> _Set task_: Please count the lines in the rows below that contain the string "background" and give only that number.

> _Entries shown_:
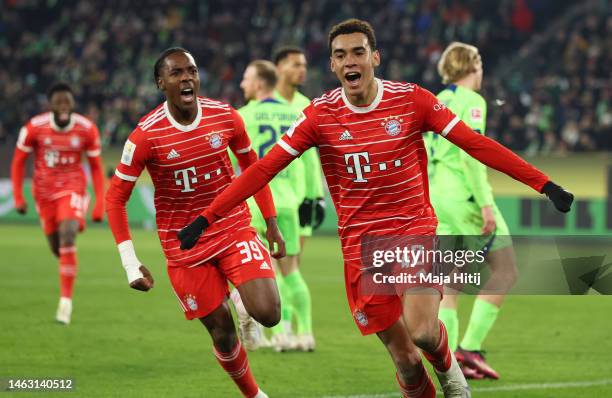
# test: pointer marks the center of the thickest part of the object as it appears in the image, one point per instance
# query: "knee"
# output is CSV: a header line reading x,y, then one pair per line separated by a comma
x,y
268,314
424,335
224,340
406,361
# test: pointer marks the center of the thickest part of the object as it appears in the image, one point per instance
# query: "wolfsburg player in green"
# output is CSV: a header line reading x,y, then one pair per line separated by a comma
x,y
266,120
463,202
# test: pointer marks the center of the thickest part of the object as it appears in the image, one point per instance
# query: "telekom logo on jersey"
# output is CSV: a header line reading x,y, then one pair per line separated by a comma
x,y
358,163
187,177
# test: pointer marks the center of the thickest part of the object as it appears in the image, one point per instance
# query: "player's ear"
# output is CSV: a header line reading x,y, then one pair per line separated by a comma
x,y
376,58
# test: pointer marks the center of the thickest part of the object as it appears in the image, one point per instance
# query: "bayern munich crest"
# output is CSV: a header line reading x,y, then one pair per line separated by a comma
x,y
216,140
191,303
393,125
361,317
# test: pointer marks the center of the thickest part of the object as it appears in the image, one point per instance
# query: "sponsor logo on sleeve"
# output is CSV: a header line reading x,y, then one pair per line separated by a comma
x,y
128,153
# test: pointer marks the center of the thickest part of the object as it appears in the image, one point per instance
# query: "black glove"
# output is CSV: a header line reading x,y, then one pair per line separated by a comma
x,y
191,233
305,212
319,213
559,196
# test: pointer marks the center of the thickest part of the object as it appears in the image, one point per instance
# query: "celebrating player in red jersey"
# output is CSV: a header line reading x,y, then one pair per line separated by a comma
x,y
369,136
183,144
58,138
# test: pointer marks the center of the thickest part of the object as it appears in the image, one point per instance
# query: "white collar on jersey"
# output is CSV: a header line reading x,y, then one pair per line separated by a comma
x,y
57,128
182,127
372,106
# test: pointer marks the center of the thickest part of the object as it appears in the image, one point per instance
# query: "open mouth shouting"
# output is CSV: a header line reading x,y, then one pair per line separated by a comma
x,y
353,79
187,95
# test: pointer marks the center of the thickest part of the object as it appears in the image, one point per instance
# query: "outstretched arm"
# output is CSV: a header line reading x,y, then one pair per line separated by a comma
x,y
135,154
97,178
439,119
17,176
296,140
117,196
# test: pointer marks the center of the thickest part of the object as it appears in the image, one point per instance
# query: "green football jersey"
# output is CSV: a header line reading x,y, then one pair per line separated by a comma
x,y
310,158
452,172
266,121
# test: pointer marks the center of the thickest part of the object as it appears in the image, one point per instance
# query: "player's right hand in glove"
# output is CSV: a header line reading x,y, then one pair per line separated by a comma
x,y
190,234
144,283
305,212
561,198
319,213
21,207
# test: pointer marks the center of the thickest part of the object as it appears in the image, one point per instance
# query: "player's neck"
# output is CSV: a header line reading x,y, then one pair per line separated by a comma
x,y
184,116
468,82
366,97
263,95
286,90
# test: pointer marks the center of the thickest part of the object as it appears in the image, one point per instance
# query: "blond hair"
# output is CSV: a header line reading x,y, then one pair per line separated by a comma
x,y
457,61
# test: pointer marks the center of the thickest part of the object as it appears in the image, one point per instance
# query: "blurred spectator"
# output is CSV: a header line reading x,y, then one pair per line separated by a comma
x,y
107,49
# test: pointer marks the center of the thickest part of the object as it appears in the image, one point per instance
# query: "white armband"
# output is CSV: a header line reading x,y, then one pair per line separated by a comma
x,y
130,262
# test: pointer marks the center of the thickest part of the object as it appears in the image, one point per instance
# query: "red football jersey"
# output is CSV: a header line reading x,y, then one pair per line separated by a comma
x,y
189,166
57,160
374,159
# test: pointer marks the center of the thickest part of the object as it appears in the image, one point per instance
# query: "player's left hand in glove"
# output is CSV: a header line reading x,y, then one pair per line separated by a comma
x,y
191,233
97,215
561,198
319,213
305,212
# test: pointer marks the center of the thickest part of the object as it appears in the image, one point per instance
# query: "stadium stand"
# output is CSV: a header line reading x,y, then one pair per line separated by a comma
x,y
560,100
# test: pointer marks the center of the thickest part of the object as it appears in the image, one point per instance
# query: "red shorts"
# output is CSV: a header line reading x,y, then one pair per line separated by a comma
x,y
375,307
67,207
203,288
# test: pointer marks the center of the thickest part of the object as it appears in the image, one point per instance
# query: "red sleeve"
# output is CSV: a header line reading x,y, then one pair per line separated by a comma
x,y
97,173
246,156
17,175
136,153
248,183
116,197
496,156
27,138
438,118
300,136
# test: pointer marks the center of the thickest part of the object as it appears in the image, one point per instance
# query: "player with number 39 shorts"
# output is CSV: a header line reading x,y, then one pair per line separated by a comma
x,y
183,144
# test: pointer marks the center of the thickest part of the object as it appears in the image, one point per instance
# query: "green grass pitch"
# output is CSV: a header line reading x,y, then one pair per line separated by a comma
x,y
124,343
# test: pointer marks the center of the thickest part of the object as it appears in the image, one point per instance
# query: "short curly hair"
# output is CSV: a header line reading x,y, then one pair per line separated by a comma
x,y
457,61
353,25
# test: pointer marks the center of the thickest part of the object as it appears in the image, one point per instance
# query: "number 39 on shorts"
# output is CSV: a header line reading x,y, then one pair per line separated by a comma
x,y
250,250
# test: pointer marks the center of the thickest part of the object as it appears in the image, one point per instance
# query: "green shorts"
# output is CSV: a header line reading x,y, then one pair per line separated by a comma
x,y
289,224
463,218
305,231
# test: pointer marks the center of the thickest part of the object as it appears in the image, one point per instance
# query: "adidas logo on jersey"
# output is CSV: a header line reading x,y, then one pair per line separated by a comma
x,y
346,136
173,155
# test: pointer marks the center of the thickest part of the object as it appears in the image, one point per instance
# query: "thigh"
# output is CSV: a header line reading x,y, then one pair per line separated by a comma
x,y
73,207
199,290
289,225
372,313
420,307
53,239
47,211
246,260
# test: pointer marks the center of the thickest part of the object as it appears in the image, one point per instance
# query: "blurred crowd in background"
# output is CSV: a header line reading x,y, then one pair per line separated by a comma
x,y
556,97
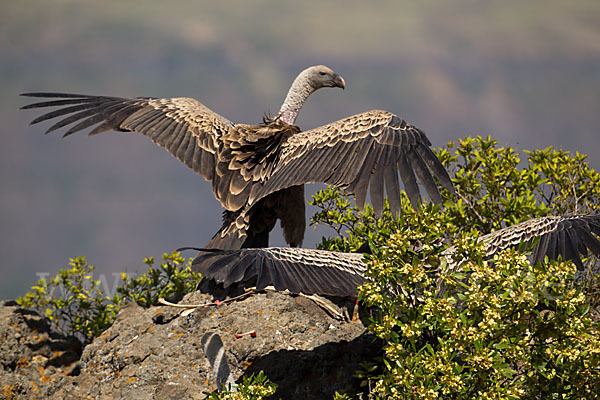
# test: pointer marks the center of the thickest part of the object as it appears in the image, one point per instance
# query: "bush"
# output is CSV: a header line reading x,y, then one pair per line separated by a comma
x,y
75,304
505,329
252,388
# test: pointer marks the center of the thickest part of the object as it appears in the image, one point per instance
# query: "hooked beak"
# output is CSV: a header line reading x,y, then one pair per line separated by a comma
x,y
338,81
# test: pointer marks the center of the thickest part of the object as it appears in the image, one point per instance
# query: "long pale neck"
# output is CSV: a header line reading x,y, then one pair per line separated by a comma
x,y
297,95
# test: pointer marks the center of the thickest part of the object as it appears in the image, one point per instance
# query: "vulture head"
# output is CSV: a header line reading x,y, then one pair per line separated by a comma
x,y
309,80
321,76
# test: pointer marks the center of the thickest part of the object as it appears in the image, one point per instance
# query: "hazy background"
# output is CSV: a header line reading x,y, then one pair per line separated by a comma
x,y
526,72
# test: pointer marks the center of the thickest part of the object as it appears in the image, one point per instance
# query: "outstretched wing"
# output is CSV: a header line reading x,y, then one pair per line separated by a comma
x,y
570,236
294,269
186,128
368,149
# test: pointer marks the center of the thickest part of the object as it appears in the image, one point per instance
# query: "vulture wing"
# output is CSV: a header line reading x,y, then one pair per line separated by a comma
x,y
294,269
186,128
569,236
368,149
338,274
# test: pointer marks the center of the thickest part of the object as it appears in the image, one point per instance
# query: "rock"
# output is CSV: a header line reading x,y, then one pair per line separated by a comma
x,y
34,360
158,352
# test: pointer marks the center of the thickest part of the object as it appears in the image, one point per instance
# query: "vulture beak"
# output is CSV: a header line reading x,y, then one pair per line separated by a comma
x,y
338,81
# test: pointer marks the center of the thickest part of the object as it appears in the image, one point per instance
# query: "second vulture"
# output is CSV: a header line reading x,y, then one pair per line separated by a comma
x,y
258,171
338,274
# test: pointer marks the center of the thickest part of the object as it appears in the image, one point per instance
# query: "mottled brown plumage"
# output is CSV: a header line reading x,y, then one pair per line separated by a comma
x,y
337,274
251,166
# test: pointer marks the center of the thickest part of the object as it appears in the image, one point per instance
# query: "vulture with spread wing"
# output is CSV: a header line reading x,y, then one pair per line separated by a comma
x,y
338,274
258,172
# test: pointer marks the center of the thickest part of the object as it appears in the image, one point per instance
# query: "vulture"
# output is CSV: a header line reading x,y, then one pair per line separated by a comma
x,y
338,274
258,171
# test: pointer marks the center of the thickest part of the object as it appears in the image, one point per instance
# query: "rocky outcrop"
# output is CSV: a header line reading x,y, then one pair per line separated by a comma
x,y
160,352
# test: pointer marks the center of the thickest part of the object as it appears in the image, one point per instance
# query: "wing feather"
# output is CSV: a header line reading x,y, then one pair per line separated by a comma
x,y
185,127
351,152
297,270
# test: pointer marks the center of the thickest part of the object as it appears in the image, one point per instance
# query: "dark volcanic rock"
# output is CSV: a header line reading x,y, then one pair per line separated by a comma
x,y
34,360
158,352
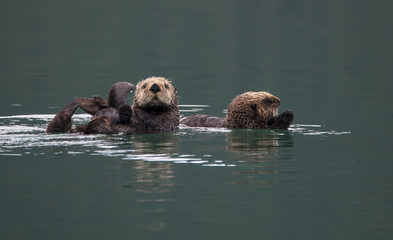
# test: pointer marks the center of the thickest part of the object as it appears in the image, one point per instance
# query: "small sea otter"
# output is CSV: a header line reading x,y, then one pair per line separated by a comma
x,y
256,110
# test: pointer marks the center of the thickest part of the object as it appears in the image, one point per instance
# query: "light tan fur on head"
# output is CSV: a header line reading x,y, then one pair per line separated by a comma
x,y
155,92
252,110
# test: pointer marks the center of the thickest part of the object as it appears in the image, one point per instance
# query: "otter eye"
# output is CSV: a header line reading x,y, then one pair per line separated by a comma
x,y
254,106
267,101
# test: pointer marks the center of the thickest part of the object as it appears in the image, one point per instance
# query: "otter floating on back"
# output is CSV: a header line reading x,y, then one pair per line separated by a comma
x,y
154,109
254,110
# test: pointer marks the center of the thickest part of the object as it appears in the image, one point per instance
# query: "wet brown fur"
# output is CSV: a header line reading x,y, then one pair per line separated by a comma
x,y
254,110
154,109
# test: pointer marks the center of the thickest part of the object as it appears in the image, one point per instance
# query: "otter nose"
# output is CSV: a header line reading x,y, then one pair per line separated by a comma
x,y
155,88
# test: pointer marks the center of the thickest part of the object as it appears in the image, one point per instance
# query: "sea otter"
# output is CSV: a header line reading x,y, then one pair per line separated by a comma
x,y
154,109
256,110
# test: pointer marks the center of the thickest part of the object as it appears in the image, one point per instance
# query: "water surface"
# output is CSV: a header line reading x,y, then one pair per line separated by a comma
x,y
328,176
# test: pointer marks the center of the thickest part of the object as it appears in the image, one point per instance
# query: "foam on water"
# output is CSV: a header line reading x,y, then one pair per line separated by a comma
x,y
25,135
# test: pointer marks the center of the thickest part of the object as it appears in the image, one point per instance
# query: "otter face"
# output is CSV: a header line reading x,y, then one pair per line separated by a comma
x,y
252,110
155,92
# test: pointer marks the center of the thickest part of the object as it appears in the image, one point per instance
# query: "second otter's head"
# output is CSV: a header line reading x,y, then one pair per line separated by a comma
x,y
252,110
155,93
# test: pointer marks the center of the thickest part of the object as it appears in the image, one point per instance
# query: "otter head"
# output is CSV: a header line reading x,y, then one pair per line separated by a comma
x,y
252,110
156,94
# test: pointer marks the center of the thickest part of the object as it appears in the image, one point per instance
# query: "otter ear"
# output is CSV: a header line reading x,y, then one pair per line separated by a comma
x,y
253,106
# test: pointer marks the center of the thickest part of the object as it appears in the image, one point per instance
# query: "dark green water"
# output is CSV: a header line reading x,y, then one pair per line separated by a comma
x,y
328,177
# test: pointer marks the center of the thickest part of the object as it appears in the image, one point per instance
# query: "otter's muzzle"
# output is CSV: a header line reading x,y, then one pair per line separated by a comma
x,y
155,88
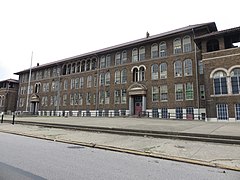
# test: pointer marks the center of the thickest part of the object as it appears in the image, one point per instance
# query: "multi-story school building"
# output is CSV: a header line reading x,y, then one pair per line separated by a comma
x,y
187,73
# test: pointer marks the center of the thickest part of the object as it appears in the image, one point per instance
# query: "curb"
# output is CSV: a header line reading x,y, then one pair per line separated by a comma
x,y
129,151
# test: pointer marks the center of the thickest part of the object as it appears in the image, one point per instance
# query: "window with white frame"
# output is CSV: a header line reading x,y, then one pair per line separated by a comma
x,y
141,53
89,81
163,49
102,62
154,70
179,92
235,80
155,93
163,70
123,96
188,67
177,46
187,45
220,83
154,51
163,93
178,68
117,77
124,76
222,111
117,96
189,91
124,57
117,58
237,111
134,55
107,78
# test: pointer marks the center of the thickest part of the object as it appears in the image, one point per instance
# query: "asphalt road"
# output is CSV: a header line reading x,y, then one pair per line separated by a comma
x,y
30,158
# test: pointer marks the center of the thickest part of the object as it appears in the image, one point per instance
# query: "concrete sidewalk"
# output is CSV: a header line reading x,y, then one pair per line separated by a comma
x,y
211,154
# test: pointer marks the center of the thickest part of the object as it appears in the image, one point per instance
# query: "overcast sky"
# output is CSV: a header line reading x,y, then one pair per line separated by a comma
x,y
57,29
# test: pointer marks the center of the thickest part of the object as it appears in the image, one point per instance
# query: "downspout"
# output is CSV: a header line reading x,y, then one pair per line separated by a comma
x,y
197,79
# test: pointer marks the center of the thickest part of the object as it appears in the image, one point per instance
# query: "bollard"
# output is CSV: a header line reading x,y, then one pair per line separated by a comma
x,y
13,119
2,118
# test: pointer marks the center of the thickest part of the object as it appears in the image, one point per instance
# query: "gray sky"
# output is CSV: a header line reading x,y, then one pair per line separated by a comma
x,y
57,29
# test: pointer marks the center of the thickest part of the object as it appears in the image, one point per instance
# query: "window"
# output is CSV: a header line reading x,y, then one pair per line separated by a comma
x,y
220,83
117,96
117,77
124,57
222,111
154,69
107,78
141,53
154,51
103,62
188,67
163,49
117,59
202,92
155,93
124,96
134,55
89,81
164,113
124,76
177,46
178,92
141,74
178,69
108,60
163,70
107,97
163,93
189,91
187,46
237,111
179,113
235,80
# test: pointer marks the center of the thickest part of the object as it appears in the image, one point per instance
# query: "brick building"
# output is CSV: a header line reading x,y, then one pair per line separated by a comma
x,y
8,95
169,75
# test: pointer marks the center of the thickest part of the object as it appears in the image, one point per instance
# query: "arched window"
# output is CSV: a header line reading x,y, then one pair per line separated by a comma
x,y
178,68
162,49
212,45
107,78
220,83
154,51
141,53
187,45
235,80
188,67
135,74
124,57
141,74
154,70
163,70
117,77
177,46
108,60
117,58
134,55
102,62
124,76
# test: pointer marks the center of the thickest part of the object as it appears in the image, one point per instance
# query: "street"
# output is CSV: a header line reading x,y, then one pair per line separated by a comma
x,y
30,158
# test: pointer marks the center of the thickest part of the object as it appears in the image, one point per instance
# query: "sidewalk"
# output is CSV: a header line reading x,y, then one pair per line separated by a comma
x,y
212,154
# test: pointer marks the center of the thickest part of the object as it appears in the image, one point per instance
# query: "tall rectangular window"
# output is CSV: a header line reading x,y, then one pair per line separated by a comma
x,y
163,93
222,111
155,93
189,91
179,92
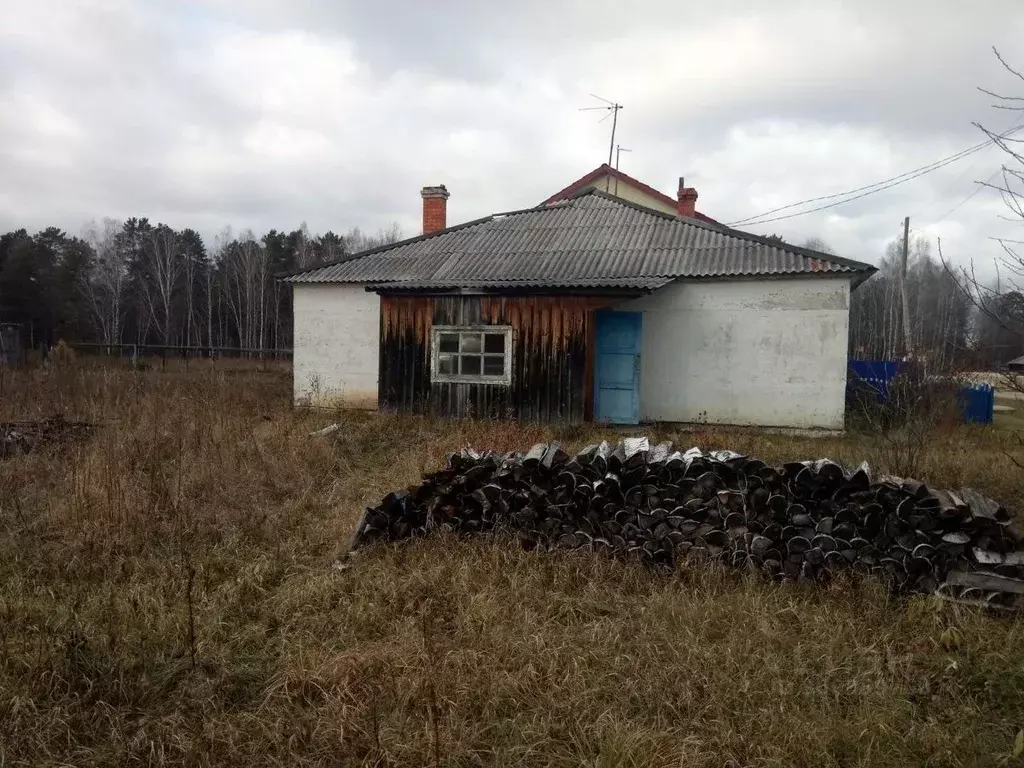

> _Solution to the problem_: 2